> PASAJE SELECCIONADO

Predicar.

En nuestros días predicar es tanto anunciar el acontecimiento de la sal vación como exhortar (parakalein) o enseñar (didaskein). Por el contra rio, en el NT los verbos keryssein y euangelidsesthai restringen la predicación a la proclamación solemne (kerygma) de un hecho: Jesús es señor y salvador. Esta restricción, sin embargo, no empobrece la predicación en sentido lato, pues descubre la fuente en que se debe alimentar toda enseñanza y toda exhortación: el mensaje pascual. Esta proclamación tiene enlaces en el AT; el que predicaba entonces la palabra de Dios era el profeta: impulsado por el Espíritu de Dios, anunciaba a sus contemporáneos el juicio divino; su palabra era palabra de Dios. En el NT la palabra de los predicadores es todavía palabra de Dios, pero desde que ésta se encarnó en Jesús, Cristo es quien mide su palabra y su existencia.

1. EL MENSAJE DE LA PREDICACIÓN CRISTIANA.

No obstante la diversidad de los tiempos, de los lugares y de los auditorios, las predicaciones de Juan Bautista, de Jesús, de Pedro o de Pablo ofrecen todas un mismo esquema y una misma orientación: llamar a la conversión y anunciar un acontecimiento.

1. Llamamiento a la conversión.

Una misma palabra inaugura la predicación de Jesús y la de su Precursor, y corona la de los primeros sermones apostólicos “¡Arrepentíos!” (Mt 3,2; 4,17; Hech 2,38; 3,19; 5,31; 10, 43; 13,38s). La verdad que se ha anunciado no tiene, pues, nada que ver con una teoría que uno es libre para admitir; requiere por parte del oyente un compromiso, pues palabra y verdad, según su sentido bíblico, tienen valor de vida. Toda predicación que no venga a parar en un llamamiento a la penitencia se expone a cesar de ser Evangelio para convertirse en conferencia.

2. Proclamación de un acontecimiento.

Si exige conversión, no es en virtud de una exhortación moralizadora, sino porque anuncia el acontecimiento de la salvación.

Los evangelistas, y más particularmente Mateo, quisieron mostrar cómo Jesús inauguró durante su vida terrestre la predicación apostólica. “El reino de los cielos está cerca” (Mt 4,17), proclama Jesús, como lo había hecho el Precursor (3,2); y los discípulos (10,7), haciéndole eco, anuncian el mismo hecho: se han cumplido las profecías. Juan es la “voz que clama en el desierto, según la profecía de Isaías” (3,3); Jesús se presenta como el siervo que evangeliza a los pobres: “hoy se ha cumplido esta palabra que acaba de resonar en vuestros oídos” (Lc 4,17-21; Is 61,1s).

El día de pascua el reino anunciado se manifestó en la gloria del resucitado; el día de pentecostés el don del Espíritu dio nacimiento a la Iglesia actualizando en la tierra el reino. En adelante la predicación no anuncia ya sencillamente un futuro próximo como en tiempos de Jesús; proclama un hecho actual que muestra al Espíritu Santo en acción, un hecho que remite a un acontecimiento pasado (la pascua de Cristo) y a un acontecimiento futuro (la parusía del Señor). Los sumarios de los primeros sermones relevan la nueva naturaleza de este hoy cristiano.

> TRABAJO POR REALIZAR
1: Responda a estas preguntas sobre el texto de la predicación:
(a) ¿Quién predicaba la palabra de Dios en el AT?
(b) ¿Qué palabra inaugura la predicación de Jesús y la de su Precursor?
(c) ¿Qué dio nacimiento a la Iglesia el día de pentecostés?
2: Prosiga el texto sobre la predicación a partir de su última oración.

[Registros de colocación de puntos]

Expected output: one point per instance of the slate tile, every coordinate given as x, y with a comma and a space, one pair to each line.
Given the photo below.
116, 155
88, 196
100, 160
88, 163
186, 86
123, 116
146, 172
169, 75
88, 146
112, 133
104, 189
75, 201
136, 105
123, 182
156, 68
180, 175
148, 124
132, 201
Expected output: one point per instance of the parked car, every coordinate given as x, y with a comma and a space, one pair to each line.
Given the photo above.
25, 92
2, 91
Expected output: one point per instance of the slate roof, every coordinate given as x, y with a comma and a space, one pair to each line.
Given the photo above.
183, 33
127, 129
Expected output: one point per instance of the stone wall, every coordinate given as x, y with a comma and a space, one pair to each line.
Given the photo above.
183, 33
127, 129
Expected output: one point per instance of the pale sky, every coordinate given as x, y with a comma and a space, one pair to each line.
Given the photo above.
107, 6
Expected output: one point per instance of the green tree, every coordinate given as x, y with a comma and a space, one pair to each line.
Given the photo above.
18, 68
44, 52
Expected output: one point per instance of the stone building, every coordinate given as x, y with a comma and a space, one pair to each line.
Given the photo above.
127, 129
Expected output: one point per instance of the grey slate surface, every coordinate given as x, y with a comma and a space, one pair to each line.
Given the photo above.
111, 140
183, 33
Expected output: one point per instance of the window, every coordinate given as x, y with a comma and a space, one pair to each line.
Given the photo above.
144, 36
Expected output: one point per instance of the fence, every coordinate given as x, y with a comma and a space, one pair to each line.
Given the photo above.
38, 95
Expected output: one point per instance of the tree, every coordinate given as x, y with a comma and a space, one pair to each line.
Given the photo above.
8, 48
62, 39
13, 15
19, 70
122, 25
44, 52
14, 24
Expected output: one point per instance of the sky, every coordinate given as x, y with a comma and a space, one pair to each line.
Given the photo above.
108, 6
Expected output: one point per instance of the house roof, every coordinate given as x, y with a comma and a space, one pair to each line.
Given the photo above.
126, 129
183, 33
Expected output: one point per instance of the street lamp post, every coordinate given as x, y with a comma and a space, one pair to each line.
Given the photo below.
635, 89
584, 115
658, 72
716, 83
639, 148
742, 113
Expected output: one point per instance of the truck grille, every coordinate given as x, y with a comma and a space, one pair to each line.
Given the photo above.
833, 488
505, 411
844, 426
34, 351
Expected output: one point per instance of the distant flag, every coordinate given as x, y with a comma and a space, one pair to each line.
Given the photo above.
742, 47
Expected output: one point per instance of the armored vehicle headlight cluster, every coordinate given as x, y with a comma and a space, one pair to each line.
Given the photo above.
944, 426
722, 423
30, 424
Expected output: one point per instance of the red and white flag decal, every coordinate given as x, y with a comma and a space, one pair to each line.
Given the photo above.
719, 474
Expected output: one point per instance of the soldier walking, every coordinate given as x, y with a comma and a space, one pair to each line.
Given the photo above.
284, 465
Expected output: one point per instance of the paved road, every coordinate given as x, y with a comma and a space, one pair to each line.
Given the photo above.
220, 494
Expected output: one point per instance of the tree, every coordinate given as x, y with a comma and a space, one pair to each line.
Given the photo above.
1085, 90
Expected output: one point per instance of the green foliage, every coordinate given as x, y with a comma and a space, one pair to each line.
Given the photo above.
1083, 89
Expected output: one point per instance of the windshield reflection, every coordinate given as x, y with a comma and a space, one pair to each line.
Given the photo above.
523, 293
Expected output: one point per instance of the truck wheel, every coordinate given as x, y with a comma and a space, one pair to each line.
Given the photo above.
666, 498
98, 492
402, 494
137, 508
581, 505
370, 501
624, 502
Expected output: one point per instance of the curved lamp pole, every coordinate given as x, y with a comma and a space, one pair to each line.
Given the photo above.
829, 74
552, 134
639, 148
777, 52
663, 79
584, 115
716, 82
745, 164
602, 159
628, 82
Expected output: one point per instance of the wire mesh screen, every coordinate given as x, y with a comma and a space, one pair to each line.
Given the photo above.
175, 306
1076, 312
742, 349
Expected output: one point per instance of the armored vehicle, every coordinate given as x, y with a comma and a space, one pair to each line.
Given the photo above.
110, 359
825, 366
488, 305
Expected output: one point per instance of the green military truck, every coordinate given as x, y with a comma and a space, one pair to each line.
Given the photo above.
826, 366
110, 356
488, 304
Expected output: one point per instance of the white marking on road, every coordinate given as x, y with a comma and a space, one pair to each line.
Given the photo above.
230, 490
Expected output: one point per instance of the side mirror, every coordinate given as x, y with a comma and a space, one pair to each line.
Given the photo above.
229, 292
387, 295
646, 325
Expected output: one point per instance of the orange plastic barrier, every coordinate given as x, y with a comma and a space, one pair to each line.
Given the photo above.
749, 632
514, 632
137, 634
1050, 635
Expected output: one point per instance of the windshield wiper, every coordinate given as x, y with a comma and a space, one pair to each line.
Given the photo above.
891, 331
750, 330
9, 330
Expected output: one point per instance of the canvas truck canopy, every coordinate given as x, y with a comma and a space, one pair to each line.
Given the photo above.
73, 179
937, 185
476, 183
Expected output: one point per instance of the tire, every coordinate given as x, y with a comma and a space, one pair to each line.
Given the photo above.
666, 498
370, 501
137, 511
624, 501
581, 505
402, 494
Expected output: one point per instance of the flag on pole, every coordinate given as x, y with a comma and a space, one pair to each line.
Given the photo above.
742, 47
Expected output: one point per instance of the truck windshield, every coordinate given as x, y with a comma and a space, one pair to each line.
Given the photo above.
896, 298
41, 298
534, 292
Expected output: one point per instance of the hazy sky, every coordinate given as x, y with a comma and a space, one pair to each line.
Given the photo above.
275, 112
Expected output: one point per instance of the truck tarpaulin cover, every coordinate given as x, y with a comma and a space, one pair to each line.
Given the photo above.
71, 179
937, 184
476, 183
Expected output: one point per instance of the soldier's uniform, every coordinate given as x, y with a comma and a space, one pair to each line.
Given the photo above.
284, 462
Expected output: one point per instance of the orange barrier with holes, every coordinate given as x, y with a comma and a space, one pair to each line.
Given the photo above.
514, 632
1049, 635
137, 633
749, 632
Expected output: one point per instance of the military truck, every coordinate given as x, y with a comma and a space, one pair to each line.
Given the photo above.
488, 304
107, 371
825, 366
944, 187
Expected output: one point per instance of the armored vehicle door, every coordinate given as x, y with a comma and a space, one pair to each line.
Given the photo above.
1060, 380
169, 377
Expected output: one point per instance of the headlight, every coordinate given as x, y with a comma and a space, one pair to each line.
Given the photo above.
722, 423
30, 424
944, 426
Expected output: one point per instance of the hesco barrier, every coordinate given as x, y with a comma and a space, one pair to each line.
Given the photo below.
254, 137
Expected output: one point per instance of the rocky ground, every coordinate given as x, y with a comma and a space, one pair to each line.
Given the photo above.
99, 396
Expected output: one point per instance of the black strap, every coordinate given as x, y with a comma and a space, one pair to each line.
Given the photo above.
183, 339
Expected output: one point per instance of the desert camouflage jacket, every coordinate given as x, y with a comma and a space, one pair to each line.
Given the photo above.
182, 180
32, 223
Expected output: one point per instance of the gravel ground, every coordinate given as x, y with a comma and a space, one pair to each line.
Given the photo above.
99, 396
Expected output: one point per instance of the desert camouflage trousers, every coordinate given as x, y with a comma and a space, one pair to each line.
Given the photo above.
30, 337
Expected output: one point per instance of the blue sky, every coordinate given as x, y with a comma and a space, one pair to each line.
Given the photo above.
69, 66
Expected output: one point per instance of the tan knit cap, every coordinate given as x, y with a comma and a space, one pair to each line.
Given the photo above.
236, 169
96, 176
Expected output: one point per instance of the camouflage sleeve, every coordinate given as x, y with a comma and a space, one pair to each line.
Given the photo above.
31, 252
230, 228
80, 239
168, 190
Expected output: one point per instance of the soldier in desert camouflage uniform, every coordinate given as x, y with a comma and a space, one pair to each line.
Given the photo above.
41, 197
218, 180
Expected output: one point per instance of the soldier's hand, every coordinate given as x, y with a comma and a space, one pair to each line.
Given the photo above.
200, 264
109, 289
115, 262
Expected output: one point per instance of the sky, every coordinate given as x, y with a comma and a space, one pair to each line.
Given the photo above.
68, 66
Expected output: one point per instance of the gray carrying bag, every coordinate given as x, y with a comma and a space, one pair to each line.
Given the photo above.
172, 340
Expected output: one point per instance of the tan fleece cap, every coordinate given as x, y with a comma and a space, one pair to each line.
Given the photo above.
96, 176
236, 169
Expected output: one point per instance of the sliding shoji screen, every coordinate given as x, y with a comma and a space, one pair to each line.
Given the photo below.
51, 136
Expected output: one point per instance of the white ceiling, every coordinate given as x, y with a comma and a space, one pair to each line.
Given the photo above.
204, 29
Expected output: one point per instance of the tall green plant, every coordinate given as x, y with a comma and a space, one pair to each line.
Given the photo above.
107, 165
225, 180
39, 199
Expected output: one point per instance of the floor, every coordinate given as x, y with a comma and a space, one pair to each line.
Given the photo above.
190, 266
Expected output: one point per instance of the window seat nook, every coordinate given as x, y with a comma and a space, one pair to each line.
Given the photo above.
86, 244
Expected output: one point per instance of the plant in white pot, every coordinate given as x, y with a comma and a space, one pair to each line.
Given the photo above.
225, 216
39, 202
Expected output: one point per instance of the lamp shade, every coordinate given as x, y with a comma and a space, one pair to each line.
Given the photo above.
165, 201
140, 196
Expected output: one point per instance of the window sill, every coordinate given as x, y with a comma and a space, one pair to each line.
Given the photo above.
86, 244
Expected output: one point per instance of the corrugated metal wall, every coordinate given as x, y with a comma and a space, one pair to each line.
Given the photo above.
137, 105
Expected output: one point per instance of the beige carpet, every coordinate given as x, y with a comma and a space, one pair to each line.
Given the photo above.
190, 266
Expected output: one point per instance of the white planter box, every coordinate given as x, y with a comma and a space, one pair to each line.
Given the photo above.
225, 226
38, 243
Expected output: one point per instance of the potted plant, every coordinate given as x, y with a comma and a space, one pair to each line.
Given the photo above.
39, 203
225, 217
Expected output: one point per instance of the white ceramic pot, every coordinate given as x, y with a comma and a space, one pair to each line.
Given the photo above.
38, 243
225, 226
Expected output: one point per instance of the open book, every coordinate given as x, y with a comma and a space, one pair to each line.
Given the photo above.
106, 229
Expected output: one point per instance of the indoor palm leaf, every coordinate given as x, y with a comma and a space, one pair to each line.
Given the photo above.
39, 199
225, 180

> RESPUESTAS DE EJERCICIOS
1:
(a) El profeta.
(b) "¡Arrepentíos!"
(c) El don del Espíritu.

2:
Pedro explica así que, si el día de Pentecostés se oye hablar en lengua extranjera, es que se ha dado el Espíritu (Hech 2,4.11.15ss). Ya se trate de un milagro como el del impedido curado (3,1-10) o de una audacia sorprendente por parte de los predicadores (4,13; 5,28), la predicación pone siempre en presencia de un hecho que plantea una cuestión; va acompañada de “poder, de Espíritu Santo y de seguridad” (1Tes 1,5). Este hoy perpetuo, este pentecostés renovado (Hech 10,44-47), no se justifica a su vez sino por referencia a un pasado y a un futuro, ambosconcernientes a Cristo. Jesús resucitó de los muertos y vive: esto es lo que atestigua el Espíritu a través del milagro de pentecostés (2,22-36), lo que significa la curación del impedido (3,12-16). Jesús es Señor, glorificado en el cielo (3,21) y ha de volver triunfalmente para el juicio (1Tes 1,10; 2Tes 1,7). La predicación es esencialmente el mensaje pascual y con ello la revelación del misterio de la historia sagrada.

3. Presentación del acontecimiento.

El kerygma es por sí mismo una proclamación solemne, el grito del heraldo que anuncia oficialmente un hecho; y como este hecho es la victoria de Cristo sobre la muerte, el oyente ve a su presente adquirir súbitamente una dimensión de eternidad. Esto podría bastar; sin embargo, es preciso que el auditorio, condicionado por su tiempo y su medio, pueda oír el mensaje. Cuando los atenienses oyen a san Pablo “anunciar a Jesús y la resurrección” piensan en dos nuevas divinidades y lo tratan de novelero que cuenta historias (Hech 17,18). Así Pablo trata de hacerse comprender sin querer por ello justificar su mensaje con la razón humana. Los corintios creyeron que Apolo, “hombre elocuente y versado en las Escrituras” (Hech 18, 24) era por ello el tipo de predicador; Pablo los desengaña: temiendo reducir a nada la cruz de Cristo, recusa la sabiduría del lenguaje (1Cor 1,17). Toda predicación debe, pues, significar el acontecimiento redentor, sin dejar por eso de hacerse inteligible. De ahí que sean necesarias variaciones en la predicación del mensaje.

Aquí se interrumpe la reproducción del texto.